Page excerpt
- Opening Delimiter -

McCain's Walter Reed Debacle Blowing Up

Talking Points Memo has been on this story from the start. It began with an inquiry into just what the McCain campaign was thinking when they had him stand in front of a giant lime green backdrop for his speech last night...again. Turned out the green was actually from the grass in front of what appeared to be a huge mansion, which, again, seemed an odd choice, optics-wise. But TPM kept digging and figured out that the image was of Walter Reed Middle School in North Hollywood, CA.

An odd choice, no? Why ever would they use that as the backdrop for McCain's nomination acceptance speech I wonder? Hmm. Could it be...

...several readers have suggested that perhaps one of the tech geeks charged with setting up the audio/visual bells and whistles for the evening was tasked with getting pictures of Walter Reed Army Medical Center but goofed and got this instead.

- Closing Delimiter -

Required work
**1)** In the McCain backdrop post, what did TPM find the image behind McCain actually showed?
**2)** Name every place mentioned in the McCain backdrop post.
**3)** Carry on writing the McCain backdrop post after its last sentence.
The lines after this have no connection to the McCain backdrop post.

Data section
- Opening Delimiter -

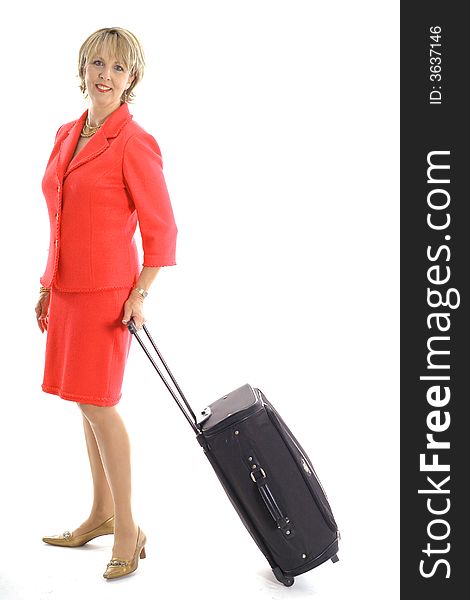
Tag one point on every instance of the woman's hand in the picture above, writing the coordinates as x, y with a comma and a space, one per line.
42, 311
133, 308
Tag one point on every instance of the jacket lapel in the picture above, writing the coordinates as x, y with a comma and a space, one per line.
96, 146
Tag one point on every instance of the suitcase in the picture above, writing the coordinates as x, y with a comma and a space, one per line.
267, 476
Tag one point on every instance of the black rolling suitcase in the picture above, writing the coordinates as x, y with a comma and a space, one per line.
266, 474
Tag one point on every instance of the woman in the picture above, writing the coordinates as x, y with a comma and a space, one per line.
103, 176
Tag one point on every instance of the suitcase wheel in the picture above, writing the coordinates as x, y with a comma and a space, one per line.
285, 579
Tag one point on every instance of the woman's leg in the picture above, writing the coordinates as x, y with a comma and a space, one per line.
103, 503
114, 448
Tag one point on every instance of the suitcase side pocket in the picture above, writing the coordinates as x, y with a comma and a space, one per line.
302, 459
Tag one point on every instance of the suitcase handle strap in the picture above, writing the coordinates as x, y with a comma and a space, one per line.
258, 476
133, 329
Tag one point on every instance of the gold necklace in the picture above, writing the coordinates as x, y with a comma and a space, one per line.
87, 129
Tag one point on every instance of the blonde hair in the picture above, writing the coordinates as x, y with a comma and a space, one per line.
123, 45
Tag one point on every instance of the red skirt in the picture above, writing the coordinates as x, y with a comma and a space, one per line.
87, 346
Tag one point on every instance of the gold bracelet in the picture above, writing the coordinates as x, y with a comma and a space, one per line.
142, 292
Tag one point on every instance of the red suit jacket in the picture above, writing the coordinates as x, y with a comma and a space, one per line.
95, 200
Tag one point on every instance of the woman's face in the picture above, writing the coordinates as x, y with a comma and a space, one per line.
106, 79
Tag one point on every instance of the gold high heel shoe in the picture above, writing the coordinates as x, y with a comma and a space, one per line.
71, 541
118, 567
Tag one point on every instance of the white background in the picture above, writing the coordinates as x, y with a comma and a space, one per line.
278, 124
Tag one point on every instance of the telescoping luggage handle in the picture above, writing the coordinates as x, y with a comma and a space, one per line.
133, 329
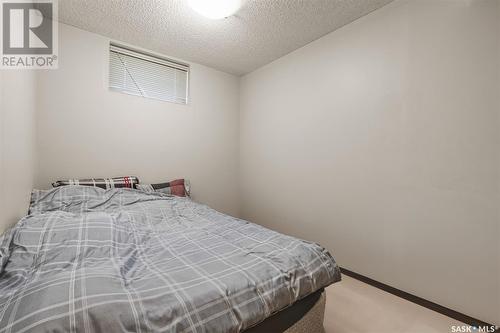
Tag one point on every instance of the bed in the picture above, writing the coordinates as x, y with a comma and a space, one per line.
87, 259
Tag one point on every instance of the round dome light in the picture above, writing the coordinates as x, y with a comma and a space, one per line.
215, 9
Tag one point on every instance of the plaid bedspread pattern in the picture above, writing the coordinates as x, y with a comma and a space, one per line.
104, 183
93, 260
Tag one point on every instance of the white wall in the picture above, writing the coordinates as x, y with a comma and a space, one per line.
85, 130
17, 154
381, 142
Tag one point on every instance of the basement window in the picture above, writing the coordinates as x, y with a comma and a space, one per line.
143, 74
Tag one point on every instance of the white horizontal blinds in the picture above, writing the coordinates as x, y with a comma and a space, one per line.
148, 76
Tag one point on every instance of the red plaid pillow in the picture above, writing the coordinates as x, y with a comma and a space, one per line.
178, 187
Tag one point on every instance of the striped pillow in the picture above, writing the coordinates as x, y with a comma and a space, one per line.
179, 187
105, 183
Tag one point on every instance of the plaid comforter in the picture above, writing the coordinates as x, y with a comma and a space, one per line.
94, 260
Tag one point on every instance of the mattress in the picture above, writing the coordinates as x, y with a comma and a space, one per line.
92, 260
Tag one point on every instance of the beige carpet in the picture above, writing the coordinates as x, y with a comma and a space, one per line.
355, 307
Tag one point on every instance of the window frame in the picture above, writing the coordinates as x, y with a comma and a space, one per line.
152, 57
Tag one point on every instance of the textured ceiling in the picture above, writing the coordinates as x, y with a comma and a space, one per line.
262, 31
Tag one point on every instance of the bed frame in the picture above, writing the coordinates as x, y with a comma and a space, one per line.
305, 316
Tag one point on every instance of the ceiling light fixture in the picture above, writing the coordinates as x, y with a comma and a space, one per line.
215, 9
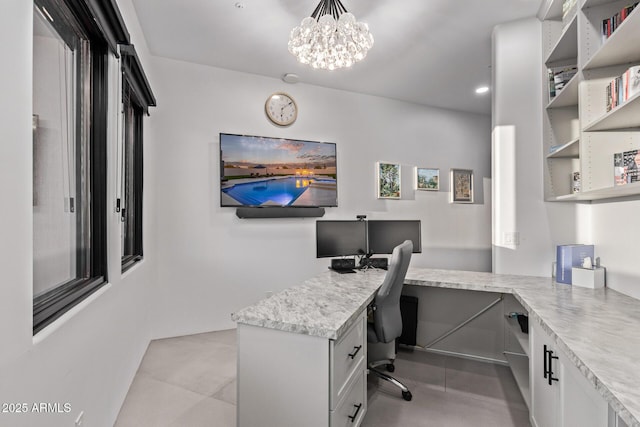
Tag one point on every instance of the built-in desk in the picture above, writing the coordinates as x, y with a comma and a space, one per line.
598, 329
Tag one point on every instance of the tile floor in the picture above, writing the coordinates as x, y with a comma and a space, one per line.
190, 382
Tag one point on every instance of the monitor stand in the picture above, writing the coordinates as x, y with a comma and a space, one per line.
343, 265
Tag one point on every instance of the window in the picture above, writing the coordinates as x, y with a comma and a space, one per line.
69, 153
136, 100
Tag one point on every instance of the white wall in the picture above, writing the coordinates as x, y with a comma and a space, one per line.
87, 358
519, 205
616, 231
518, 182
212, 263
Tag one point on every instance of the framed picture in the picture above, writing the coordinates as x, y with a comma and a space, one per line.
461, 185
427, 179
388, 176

- Closing Delimiter -
- Opening Delimiter -

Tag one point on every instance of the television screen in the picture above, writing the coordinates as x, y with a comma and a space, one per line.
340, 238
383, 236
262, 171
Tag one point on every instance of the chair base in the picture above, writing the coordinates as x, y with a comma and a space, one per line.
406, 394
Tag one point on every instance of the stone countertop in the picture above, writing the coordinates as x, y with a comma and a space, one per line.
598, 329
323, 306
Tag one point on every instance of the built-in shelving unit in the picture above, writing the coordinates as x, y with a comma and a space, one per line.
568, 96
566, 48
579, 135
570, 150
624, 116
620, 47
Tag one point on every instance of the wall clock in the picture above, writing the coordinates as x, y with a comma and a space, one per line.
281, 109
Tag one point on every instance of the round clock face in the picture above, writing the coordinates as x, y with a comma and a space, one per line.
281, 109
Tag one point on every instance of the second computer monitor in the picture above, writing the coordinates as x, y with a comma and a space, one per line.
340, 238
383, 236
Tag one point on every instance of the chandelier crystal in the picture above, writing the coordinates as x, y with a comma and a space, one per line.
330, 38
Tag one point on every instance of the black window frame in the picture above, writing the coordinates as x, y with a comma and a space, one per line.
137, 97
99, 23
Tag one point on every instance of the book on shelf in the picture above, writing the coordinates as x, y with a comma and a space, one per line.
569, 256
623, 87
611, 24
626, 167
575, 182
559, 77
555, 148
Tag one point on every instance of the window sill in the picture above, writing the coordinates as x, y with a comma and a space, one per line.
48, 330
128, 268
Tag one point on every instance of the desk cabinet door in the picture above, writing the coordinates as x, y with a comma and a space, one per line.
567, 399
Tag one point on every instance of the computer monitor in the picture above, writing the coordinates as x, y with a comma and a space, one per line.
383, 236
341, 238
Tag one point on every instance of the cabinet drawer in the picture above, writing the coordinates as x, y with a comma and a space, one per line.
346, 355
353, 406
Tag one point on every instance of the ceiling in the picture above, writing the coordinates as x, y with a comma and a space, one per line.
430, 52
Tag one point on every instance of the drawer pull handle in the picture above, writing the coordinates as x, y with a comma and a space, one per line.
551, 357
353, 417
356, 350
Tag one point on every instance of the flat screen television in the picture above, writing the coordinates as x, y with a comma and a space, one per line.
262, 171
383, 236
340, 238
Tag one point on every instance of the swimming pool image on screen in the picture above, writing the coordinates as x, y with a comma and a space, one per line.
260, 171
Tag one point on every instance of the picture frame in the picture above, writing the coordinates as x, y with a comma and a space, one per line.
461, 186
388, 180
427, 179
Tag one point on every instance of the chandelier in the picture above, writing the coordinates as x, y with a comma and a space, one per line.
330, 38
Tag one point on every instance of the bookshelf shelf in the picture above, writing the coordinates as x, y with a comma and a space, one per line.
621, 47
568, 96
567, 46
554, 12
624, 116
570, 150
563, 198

- Closing Delimiter -
- Opening Delimiter -

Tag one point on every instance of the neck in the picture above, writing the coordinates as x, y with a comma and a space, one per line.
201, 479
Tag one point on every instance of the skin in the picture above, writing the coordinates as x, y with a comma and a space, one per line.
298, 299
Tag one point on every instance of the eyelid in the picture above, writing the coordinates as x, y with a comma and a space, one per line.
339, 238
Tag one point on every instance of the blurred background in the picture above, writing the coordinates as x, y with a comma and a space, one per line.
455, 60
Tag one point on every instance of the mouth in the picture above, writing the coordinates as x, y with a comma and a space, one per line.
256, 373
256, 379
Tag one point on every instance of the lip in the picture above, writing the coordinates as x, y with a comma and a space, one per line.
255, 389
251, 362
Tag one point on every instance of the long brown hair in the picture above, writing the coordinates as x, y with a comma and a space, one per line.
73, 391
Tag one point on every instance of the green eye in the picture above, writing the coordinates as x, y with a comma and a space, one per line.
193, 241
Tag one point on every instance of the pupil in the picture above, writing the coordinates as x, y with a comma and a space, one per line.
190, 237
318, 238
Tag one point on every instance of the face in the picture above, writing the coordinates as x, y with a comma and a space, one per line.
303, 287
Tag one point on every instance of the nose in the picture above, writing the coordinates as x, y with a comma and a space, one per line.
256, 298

- Closing Delimiter -

Responses by item number
**1)** Walter Reed Middle School in North Hollywood, CA.

**2)** Walter Reed Middle School; North Hollywood, CA; Walter Reed Army Medical Center

**3)**
Pretty much says it all, doesn't it? To their credit The California Democratic Party is on it and the message is clear (from a CDP press release):

Today, John Heaner, [Region 13 Director, and Walter Reed Middle School PTA Board member], will be in front of Walter Reed Middle School to underscore how out of touch John McCain is.  Thursday night's convention photo op disaster illustrates that McCain and Bush have ignored the wounded troops at Walter Reed Hospital for so long they can't even tell the difference between the hospital and the school in North Hollywood.

I just got off the phone with John who told me the this was about the hypocrisy of John McCain and Republicans who

"...claim to care about wounded soldiers but no one in his campaign could spot the difference between the hospital where we send our wounded soldiers and the middle school where I send my little girls."

He said that John McCain "took ownership" of that image the second he walked out on that stage

"...during the biggest night of his life, for the biggest speech of his life."

So far, the McCain campaign is refusing comment, for obvious reasons, but they may not be able to for long. John told me the media interest in this is out of control. He'd already spoken to NBC, ABC, NPR among others and had to go because The New York Times was calling on the other line.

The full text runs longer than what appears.